*** WORKING DATA

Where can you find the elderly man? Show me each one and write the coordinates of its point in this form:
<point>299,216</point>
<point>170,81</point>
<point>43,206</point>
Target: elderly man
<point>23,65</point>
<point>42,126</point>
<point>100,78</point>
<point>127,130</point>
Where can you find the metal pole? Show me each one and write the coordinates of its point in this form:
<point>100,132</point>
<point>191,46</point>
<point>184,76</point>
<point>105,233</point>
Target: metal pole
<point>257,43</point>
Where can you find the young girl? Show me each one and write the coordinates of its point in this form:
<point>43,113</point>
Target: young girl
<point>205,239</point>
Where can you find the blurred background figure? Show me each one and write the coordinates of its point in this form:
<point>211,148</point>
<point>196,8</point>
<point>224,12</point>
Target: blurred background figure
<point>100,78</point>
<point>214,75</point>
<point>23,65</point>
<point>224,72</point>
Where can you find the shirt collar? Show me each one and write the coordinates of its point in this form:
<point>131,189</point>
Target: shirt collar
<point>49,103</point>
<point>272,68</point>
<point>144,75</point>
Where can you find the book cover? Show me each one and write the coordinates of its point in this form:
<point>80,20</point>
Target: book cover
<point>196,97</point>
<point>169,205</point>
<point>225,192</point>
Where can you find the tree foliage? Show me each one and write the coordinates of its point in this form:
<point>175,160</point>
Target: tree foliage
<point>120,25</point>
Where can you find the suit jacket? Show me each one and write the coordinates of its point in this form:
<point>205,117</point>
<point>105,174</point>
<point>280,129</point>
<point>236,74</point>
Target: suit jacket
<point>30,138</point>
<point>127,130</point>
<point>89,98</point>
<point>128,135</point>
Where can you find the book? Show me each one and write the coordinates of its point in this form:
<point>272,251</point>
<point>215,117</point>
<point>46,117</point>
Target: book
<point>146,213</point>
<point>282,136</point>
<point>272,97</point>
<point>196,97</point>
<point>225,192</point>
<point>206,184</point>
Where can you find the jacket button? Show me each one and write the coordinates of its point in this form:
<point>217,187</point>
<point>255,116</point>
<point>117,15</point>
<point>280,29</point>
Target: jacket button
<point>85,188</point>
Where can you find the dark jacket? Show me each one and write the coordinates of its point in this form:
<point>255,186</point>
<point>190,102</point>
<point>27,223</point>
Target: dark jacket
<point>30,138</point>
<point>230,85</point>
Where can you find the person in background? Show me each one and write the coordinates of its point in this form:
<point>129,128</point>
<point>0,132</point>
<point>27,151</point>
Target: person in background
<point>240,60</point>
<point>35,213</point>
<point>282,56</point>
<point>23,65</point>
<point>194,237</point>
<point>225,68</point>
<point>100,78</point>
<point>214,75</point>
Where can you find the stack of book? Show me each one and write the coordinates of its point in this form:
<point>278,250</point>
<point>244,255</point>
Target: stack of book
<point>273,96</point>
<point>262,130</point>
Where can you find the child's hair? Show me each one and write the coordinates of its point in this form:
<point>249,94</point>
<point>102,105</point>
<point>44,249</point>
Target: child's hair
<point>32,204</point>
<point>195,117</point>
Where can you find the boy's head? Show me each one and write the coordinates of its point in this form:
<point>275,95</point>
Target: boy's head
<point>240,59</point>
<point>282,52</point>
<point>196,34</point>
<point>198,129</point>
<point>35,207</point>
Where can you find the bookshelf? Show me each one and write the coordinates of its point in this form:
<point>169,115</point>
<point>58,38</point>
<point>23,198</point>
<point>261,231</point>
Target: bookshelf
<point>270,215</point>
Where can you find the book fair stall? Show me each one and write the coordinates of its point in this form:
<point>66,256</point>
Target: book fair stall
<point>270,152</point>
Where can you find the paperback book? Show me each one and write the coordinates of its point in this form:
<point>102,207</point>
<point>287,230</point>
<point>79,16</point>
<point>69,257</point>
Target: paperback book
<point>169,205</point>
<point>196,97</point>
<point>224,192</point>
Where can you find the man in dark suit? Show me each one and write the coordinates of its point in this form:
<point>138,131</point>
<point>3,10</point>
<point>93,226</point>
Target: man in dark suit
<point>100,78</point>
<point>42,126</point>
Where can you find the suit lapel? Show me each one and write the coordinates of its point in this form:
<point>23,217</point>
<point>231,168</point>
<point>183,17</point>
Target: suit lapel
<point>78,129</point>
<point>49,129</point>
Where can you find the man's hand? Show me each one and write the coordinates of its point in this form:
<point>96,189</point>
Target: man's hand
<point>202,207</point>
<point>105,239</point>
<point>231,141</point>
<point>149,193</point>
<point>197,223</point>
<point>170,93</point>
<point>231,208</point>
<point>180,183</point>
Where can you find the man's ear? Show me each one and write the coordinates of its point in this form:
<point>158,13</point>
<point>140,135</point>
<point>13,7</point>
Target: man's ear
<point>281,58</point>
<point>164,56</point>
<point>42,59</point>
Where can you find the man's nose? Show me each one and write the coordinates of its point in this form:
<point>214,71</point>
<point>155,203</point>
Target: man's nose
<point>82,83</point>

******

**PROBLEM TO SOLVE:** Among the entries above, the line containing "<point>184,76</point>", the line containing "<point>280,29</point>", and all lines between them are to be restated word for word; nothing else belongs in the reply.

**ANSWER SPACE:**
<point>184,76</point>
<point>105,233</point>
Target: metal pole
<point>257,43</point>
Where can you find the young girl? Show me each one and write the coordinates of its point in this form:
<point>43,113</point>
Target: young girl
<point>205,239</point>
Where can you find the blurred background figure? Show me each one and write the coordinates of its point in this form:
<point>211,148</point>
<point>196,8</point>
<point>224,12</point>
Target: blurred background figure
<point>100,78</point>
<point>214,75</point>
<point>23,65</point>
<point>224,72</point>
Where can you find the shirt collar? Show me each one and write the coordinates of its point in this form:
<point>131,189</point>
Target: shirt collar
<point>49,103</point>
<point>272,68</point>
<point>144,75</point>
Where can you find the book cover? Show me each one and write the coordinates of its point in this form:
<point>80,20</point>
Target: book cover
<point>196,97</point>
<point>169,205</point>
<point>225,192</point>
Where can you find the tree foliage? Show me each one and write the coordinates of its point in this form:
<point>175,160</point>
Target: tree foliage
<point>120,25</point>
Where can you find the suit jacket? Show me each one and write the coordinates of its point in this form:
<point>205,117</point>
<point>105,174</point>
<point>280,129</point>
<point>236,74</point>
Target: suit jacket
<point>30,138</point>
<point>127,130</point>
<point>89,98</point>
<point>128,135</point>
Where can you find the book? Show me each one and write the coordinates of its point in this form:
<point>272,251</point>
<point>215,117</point>
<point>46,117</point>
Target: book
<point>146,213</point>
<point>282,136</point>
<point>272,97</point>
<point>196,97</point>
<point>225,192</point>
<point>206,184</point>
Where can you find the jacket button? Show me each one and write the coordinates of its point in this form:
<point>217,187</point>
<point>255,116</point>
<point>117,15</point>
<point>280,29</point>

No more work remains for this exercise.